Return all of the data below verbatim and exclude every picture.

* **Record excerpts**:
◇ ◇ ◇ ◇
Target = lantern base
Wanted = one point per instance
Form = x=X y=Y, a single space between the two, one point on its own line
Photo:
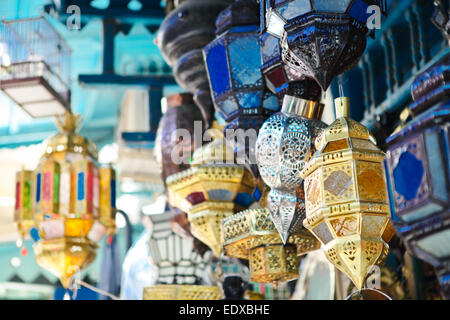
x=182 y=292
x=63 y=257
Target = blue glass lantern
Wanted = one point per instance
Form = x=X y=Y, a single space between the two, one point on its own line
x=418 y=170
x=234 y=68
x=320 y=38
x=276 y=74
◇ ◇ ◇ ◇
* **Solution below**:
Target = lantern base
Wanted = one point per instance
Form = x=X y=Y, a single space between the two, one point on its own line
Photo:
x=182 y=292
x=63 y=257
Target = blue glass lantern
Wanted = one point per instance
Form = x=X y=Y, a single space between the two, one point on its own line
x=418 y=170
x=234 y=68
x=320 y=38
x=276 y=74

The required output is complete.